Configuring Veeam Kasten Disaster Recovery Mode

The KDR mode specifies how internal Veeam Kasten resources are protected. The mode can be set either before or after enabling the KDR policy. Changes to the KDR mode only apply to future KDR policy runs.

All installations default to Legacy DR mode. Quick DR mode is available and recommended for installations using snapshot-capable storage.

Warning

Quick DR mode should only be enabled if the storage provisioner used for Veeam Kasten PVCs supports both the creation of snapshots and the ability to restore the existing volume from a snapshot.

  • To enable Quick DR mode, install or upgrade Veeam Kasten with the --set kastenDisasterRecovery.quickMode.enabled=true Helm value.

  • To enable Legacy DR mode, install or upgrade Veeam Kasten with the --set kastenDisasterRecovery.quickMode.enabled=false Helm value.

Comparing Legacy DR and Quick DR

Refer to the details below to understand the key differences between each mode.

Quick DR

  • Snapshot-capable storage for Veeam Kasten PVCs required

  • Incrementally exports only necessary data from the catalog database and creates a local snapshot of the catalog PVC on each policy run

  • Enables recovery of exported restore points on any cluster

  • Enables recovery of local restore points, exported restore points, and action history only where the local catalog snapshot is available (i.e. in-place recovery on the original cluster)

  • Faster KDR backup and recovery versus Legacy DR

  • Consumes less location profile storage versus Legacy DR

  • Protects additional Veeam Kasten resource types versus Legacy DR

Legacy DR

  • No dependency on snapshot-capable storage for Veeam Kasten PVCs

  • Exports a full dump of the catalog database on each policy run

  • Enables recovery of local restore points, exported restore points, and action history

KDR Protected Resource Matrix

Quick DR VS Legacy DR Support Matrix

Veeam Kasten Resource

Quick DR

Legacy DR

Actions

Yes(1)

Set problem 1 » Collect every line of the records that contains the string "tail", treating uppercase and lowercase letters as distinct.
The records that follow are unrelated to the text on Veeam Kasten disaster recovery modes.

Records supplied »
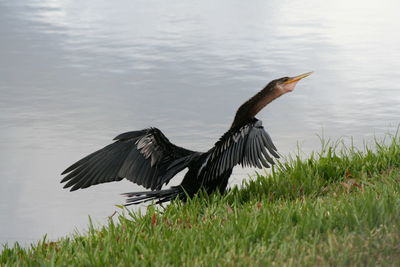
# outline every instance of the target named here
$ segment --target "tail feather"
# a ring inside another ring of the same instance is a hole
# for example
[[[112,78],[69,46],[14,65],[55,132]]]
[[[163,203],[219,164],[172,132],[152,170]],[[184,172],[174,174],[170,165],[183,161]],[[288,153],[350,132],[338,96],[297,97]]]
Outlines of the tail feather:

Set problem 2 » Resume the text on Veeam Kasten disaster recovery modes, picking up after its final line.

Answer 1 »
$ segment --target "tail feather"
Outlines of the tail feather:

Answer 2 »
Yes

Local Restore Points

Yes(1)

Yes

Exported Restore Points

Yes

Yes

Policies

Yes

Yes

Basic User Policies

Yes

No

Profiles

Yes

Yes

Blueprints

Yes

Yes

Blueprint Bindings

Yes

No

Policy Presets

Yes

No

Transform Sets

Yes

No

Multi-Cluster Primary

Yes

No

Multi-Cluster Secondary

Yes

No

Reports

No

No

ActionPodSpecs

No

No

AuditConfig

No

No

StorageSecurityContext

Yes

No

StorageSecurityContextBinding

Yes

No

Note

For Quick DR, resources marked with (1) can only be restored if a local KDR snapshot is available.

Enabling Veeam Kasten Disaster Recovery

Enabling Veeam Kasten Disaster Recovery (KDR) creates a dedicated policy within Veeam Kasten to back up its resources and catalog data to an external location profile.

Note

Veeam Repository location profiles cannot be used as a destination for KDR backups.

Note

It is strongly recommended to use a location profile that supports immutable backups to ensure restore point catalog data can be recovered in the event of incidents including ransomware and accidental deletion.

The Veeam Kasten Disaster Recovery settings are accessible via the Setup Kasten DR page under the Settings menu in the navigation sidebar. For new installations, these settings are also accessible using the link located within the alerts panel.

../_images/dr_disabled_notification.png

Select the Setup Kasten DR page under the Settings menu in the navigation sidebar.

Enabling KDR requires selecting a Location Profile for the exported KDR backups and providing a passphrase to encrypt the data using AES-256-GCM.

The passphrase can be provided as a raw string or as reference to a secret in HashiCorp Vault or AWS Secrets Manager.

Enable KDR by selecting a valid location profile and providing either a raw passphrase or secret management credentials, then clicking the Enable Kasten DR button.

Note

If providing a raw passphrase, save it securely outside the cluster.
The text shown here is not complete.